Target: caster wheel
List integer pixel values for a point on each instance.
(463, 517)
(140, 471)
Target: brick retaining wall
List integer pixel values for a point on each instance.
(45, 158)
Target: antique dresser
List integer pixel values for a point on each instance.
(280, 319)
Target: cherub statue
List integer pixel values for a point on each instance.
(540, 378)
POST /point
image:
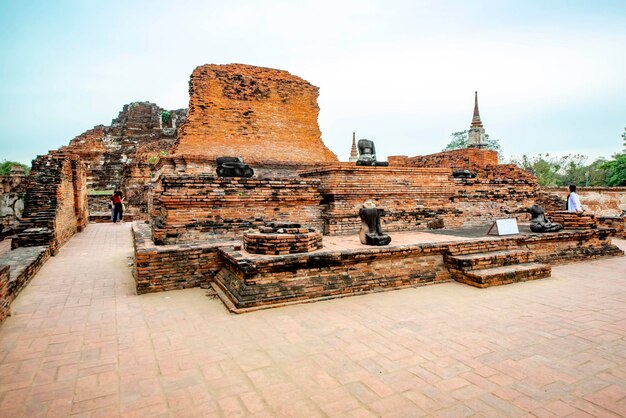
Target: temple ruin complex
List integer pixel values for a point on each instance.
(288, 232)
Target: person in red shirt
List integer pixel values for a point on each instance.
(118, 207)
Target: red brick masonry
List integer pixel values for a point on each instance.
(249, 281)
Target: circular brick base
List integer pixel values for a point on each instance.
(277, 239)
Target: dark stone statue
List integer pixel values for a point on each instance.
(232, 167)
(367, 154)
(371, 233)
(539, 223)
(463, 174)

-- -- --

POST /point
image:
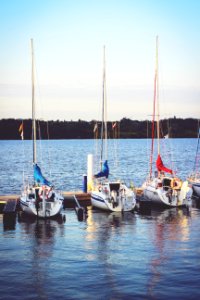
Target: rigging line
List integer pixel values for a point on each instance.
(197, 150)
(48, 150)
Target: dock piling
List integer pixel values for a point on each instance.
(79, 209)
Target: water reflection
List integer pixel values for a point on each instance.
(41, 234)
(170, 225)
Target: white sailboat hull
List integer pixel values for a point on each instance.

-- -- --

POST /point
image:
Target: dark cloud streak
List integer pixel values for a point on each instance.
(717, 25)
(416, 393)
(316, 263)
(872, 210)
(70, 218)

-- -- --

WORK REQUEST —
Among the records above, only the lines between the line holding "Target: caster wheel" and the line holding "Target: antique dresser", inclusive, are to be output, exactly as written.

PROBLEM SOLUTION —
Target: caster wheel
List integer pixel values for a point on each instance.
(463, 517)
(140, 471)
Target: brick retaining wall
List integer pixel values for a point on each instance.
(45, 158)
Target: antique dresser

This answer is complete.